Dataset items
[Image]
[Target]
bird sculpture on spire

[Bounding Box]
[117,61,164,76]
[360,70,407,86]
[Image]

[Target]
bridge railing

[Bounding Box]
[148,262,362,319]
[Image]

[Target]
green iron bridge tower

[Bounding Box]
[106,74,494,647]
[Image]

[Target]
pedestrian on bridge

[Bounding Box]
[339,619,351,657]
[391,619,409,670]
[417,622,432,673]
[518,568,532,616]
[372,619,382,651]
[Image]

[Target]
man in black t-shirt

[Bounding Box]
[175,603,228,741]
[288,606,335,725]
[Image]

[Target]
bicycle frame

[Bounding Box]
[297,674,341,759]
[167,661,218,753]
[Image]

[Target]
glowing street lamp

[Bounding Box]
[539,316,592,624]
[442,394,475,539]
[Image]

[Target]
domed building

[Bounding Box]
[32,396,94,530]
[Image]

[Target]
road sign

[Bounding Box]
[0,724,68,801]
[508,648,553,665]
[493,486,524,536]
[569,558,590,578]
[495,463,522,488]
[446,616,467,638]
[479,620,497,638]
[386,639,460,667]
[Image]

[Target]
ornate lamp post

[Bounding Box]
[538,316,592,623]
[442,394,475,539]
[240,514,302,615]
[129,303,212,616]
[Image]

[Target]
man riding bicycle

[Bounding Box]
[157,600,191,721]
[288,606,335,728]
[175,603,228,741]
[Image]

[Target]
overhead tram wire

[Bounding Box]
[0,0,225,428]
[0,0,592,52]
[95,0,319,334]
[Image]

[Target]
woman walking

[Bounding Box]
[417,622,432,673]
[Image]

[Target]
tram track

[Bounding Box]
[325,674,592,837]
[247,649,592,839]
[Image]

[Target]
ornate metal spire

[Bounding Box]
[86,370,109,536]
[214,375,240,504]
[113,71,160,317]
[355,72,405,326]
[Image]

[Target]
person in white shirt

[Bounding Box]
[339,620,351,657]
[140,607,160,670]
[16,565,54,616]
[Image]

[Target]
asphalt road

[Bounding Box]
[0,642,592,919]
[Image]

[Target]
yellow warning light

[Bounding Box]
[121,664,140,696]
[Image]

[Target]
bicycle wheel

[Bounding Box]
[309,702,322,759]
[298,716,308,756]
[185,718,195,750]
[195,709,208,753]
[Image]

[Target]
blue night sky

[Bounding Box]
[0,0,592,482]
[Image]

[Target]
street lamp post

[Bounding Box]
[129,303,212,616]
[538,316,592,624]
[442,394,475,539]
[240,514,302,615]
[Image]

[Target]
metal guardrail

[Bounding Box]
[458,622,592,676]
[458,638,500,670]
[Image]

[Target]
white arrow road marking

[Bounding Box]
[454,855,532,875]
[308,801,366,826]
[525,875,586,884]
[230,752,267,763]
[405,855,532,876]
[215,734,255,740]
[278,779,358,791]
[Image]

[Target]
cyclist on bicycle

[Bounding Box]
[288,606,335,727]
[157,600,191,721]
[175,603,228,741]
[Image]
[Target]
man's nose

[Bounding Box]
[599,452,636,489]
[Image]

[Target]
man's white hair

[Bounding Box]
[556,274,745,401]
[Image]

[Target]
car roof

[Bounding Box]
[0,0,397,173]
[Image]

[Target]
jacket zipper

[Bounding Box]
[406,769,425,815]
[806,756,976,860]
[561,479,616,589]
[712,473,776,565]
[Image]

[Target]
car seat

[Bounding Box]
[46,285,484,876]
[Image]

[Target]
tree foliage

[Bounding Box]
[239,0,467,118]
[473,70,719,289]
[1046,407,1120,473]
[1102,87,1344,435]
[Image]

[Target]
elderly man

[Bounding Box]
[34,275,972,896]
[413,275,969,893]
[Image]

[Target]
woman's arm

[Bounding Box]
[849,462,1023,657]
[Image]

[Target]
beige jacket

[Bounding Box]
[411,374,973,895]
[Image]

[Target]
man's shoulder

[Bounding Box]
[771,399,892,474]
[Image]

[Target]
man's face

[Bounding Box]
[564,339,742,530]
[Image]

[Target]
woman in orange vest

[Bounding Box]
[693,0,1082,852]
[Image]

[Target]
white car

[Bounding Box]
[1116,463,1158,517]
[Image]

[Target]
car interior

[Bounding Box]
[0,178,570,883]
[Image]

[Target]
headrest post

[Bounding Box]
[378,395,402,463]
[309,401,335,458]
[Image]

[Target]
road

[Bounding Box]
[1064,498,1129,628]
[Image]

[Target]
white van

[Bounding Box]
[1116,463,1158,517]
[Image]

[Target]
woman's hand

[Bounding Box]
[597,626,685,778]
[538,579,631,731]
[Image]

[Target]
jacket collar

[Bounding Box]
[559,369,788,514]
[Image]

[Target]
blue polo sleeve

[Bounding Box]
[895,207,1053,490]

» WHAT IS BEING ASKED
Find every line in the rows above that contains the word "metal" and copy each one. Treat case as significant.

» FULL ANSWER
ornate metal spire
metal guardrail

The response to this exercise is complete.